#### Extrait du document
Carlo Pettinato, 30 ans, je vis pour les sports sur pneus, avec et sans moteur, de préférence à crampons. Depuis 2017, je travaille au département marketing de Dainese. D’aussi loin que je me souvienne, mes passions ont toujours été l’enduro, le VTT et les rallyes. Après des années passées sur les pistes de course, j’ai ajouté une vieille Honda Africa Twin à ma moto tout-terrain. J’ai découvert un tout nouveau monde, beaucoup plus grand et coloré. Celui de l’exploration. En quittant la Sardaigne, une terre sauvage près de chez moi, je rêve des dunes du désert.
« Carlo, j’ai ramené l’Africa à la maison ! »
C’est Mirko, mon ami lui aussi passionné de voitures, motos et VTT, qui, après des années à courtiser et à envier mon Africa Twin 750 de 1993, a finalement décidé d’avoir la sienne dans son garage. Une RD04 de 1991, le modèle qui précède le mien, mais qu’importe. Il s’agit maintenant de la baptiser comme il se doit.
« Je passe le long week-end du 2 juin en Sardaigne, allons voir le rallye mondial et faire de belles balades tout-terrain dans le nord-est de l’île, ça te dit ? »
########
Travail à faire:
1) Répondez aux questions suivantes d'après le récit sur l'Africa Twin :
(a) Depuis quelle année l'auteur travaille-t-il au département marketing de Dainese ?
(b) De quelle année date la RD04 de Mirko ?
(c) Pendant quel week-end Mirko propose-t-il d'aller en Sardaigne ?
2) Reproduisez fidèlement le passage du récit sur l'Africa Twin qui va de « Carlo Pettinato, 30 » à « dunes du désert. ».
3) Énumérez toutes les passions que l'auteur du récit sur l'Africa Twin dit avoir toujours eues.
#### Données enregistrées
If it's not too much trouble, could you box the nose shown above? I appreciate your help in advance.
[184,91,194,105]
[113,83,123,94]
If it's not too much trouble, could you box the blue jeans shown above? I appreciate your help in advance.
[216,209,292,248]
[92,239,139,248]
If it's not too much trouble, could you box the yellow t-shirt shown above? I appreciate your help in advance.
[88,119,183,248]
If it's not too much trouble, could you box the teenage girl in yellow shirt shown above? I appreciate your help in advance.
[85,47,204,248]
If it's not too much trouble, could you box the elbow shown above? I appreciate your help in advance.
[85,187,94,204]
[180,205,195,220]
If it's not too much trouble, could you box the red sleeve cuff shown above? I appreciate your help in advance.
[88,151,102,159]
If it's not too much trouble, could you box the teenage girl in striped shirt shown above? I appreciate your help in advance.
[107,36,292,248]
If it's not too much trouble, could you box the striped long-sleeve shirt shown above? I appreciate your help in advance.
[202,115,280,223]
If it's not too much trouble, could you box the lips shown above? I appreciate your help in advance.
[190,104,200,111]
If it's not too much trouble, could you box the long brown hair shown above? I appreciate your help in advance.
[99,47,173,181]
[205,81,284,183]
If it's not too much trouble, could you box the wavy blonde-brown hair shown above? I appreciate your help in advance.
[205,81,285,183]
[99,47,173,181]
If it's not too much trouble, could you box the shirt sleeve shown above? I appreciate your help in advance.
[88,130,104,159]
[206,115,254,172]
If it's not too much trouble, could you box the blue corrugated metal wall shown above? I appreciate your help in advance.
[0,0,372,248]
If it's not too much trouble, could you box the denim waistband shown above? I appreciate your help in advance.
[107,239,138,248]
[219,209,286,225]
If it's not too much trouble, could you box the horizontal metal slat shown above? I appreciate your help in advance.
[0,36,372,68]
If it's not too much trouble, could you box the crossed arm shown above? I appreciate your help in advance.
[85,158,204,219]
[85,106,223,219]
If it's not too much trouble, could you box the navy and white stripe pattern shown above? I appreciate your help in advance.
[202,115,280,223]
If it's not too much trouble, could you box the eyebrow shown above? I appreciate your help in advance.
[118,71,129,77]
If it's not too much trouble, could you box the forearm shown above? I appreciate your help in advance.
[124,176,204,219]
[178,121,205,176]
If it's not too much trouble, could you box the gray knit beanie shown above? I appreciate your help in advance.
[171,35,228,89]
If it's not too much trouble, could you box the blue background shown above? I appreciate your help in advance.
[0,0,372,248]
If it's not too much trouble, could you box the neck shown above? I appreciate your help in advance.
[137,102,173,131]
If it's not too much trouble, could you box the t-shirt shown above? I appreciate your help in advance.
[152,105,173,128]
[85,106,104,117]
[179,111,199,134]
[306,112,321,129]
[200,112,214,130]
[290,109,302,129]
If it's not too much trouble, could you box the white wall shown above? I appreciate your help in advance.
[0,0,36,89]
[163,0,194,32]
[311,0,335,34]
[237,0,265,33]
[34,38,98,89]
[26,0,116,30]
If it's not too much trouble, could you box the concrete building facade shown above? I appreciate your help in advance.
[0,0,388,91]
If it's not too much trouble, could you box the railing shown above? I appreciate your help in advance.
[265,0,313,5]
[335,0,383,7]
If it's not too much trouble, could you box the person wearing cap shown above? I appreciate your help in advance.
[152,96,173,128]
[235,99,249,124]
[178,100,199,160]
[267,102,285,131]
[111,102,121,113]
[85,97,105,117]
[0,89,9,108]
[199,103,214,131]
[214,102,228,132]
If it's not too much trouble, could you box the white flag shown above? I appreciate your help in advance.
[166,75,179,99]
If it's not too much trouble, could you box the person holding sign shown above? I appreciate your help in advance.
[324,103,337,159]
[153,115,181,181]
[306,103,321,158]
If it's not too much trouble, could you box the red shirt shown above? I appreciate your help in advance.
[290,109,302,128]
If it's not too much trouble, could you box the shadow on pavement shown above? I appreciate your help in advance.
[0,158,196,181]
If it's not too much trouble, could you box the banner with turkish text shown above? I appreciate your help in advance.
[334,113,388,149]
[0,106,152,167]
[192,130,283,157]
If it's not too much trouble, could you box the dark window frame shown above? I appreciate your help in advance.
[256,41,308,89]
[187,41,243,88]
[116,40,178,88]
########
#### Données enregistrées
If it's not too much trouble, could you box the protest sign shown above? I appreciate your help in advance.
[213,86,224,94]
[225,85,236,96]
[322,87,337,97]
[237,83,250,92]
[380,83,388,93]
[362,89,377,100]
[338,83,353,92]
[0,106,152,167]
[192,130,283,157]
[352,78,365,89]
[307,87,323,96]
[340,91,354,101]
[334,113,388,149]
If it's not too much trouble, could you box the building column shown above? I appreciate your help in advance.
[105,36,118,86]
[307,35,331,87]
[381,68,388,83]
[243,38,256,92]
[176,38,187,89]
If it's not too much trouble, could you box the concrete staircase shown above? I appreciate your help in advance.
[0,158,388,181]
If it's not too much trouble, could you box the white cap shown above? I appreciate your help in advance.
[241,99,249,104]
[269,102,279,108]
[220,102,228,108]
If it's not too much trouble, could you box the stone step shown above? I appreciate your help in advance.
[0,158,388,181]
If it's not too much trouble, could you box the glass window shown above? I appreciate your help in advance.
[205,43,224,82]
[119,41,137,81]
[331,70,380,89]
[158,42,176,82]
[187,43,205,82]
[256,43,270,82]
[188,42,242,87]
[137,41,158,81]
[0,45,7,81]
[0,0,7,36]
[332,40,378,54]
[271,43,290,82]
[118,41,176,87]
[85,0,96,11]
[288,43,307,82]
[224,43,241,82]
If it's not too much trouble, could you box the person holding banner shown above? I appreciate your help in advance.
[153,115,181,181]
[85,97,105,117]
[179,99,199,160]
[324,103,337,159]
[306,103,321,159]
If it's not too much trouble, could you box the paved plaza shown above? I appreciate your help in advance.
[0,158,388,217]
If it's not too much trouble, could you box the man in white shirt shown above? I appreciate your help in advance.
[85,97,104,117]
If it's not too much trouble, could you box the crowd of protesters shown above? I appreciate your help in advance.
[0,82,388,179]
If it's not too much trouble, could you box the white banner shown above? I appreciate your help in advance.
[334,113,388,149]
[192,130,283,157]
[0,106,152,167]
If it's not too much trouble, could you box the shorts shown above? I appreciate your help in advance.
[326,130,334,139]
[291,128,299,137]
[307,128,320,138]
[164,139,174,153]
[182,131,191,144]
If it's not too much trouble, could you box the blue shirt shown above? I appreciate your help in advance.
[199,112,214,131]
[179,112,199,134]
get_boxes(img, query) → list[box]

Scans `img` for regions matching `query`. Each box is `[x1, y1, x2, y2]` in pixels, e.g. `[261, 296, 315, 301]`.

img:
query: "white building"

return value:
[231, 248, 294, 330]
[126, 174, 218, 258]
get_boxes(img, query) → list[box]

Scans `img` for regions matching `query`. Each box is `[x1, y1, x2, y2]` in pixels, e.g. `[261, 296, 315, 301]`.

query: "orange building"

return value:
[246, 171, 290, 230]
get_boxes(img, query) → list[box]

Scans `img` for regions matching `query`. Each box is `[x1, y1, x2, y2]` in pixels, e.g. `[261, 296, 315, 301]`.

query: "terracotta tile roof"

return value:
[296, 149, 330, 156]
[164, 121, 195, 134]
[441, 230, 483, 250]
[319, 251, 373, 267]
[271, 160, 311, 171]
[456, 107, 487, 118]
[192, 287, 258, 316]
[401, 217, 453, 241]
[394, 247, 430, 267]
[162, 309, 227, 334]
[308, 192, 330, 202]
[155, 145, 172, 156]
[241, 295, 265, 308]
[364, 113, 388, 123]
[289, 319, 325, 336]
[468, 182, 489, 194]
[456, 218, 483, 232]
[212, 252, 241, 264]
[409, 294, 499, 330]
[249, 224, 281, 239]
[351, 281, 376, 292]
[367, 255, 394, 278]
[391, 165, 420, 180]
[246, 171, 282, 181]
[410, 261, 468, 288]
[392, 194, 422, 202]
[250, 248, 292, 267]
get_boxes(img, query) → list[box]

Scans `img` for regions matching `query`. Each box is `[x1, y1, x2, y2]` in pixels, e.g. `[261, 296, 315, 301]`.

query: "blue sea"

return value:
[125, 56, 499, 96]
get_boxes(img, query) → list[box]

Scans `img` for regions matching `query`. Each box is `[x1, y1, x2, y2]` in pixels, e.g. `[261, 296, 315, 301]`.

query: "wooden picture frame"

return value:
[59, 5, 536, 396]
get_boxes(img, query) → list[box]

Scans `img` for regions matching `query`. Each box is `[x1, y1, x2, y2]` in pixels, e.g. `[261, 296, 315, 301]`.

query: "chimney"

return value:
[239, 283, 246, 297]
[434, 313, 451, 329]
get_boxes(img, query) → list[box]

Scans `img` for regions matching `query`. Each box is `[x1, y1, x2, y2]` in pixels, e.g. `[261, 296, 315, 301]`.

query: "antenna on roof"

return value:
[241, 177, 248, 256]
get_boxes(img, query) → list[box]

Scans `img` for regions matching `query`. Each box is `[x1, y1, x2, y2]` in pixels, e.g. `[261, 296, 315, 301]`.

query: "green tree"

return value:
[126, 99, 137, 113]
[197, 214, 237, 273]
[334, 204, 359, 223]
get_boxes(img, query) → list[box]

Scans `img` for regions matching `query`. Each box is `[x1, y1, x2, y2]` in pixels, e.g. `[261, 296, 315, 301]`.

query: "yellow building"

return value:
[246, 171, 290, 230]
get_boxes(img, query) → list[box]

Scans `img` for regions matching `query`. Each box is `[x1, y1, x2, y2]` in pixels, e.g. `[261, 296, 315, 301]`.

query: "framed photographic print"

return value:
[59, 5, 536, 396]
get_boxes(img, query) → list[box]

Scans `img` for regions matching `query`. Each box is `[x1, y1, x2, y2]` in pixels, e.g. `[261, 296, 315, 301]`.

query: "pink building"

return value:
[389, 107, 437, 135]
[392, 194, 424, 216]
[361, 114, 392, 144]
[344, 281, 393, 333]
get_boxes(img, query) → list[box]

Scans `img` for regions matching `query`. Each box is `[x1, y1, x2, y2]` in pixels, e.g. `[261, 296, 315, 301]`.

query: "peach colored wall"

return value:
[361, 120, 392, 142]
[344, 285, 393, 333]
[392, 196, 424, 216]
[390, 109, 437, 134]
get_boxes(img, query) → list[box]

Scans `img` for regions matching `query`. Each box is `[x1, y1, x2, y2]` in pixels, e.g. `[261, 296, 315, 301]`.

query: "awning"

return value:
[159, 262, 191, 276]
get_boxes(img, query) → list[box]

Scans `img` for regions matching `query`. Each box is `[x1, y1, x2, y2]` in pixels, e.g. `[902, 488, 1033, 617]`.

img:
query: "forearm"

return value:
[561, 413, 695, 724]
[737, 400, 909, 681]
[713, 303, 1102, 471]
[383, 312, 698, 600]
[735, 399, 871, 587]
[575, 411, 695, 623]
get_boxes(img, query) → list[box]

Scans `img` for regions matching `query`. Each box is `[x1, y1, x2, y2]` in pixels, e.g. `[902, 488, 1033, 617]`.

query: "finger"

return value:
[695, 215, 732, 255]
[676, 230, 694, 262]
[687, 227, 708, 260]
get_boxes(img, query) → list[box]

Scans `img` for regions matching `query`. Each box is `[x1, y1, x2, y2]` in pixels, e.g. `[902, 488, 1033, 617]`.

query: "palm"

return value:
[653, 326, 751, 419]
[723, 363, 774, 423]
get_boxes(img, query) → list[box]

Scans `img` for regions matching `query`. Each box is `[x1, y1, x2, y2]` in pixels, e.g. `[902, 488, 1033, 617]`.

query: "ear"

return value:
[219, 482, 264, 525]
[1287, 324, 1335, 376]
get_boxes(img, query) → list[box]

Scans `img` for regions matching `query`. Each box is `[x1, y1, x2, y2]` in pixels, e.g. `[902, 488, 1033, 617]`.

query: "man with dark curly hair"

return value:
########
Résultats par tâche:
1)
(a) Depuis 2017.
(b) De 1991.
(c) Le long week-end du 2 juin.

2)
Carlo Pettinato, 30 ans, je vis pour les sports sur pneus, avec et sans moteur, de préférence à crampons. Depuis 2017, je travaille au département marketing de Dainese. D’aussi loin que je me souvienne, mes passions ont toujours été l’enduro, le VTT et les rallyes. Après des années passées sur les pistes de course, j’ai ajouté une vieille Honda Africa Twin à ma moto tout-terrain. J’ai découvert un tout nouveau monde, beaucoup plus grand et coloré. Celui de l’exploration. En quittant la Sardaigne, une terre sauvage près de chez moi, je rêve des dunes du désert.

3) l'enduro, le VTT, les rallyes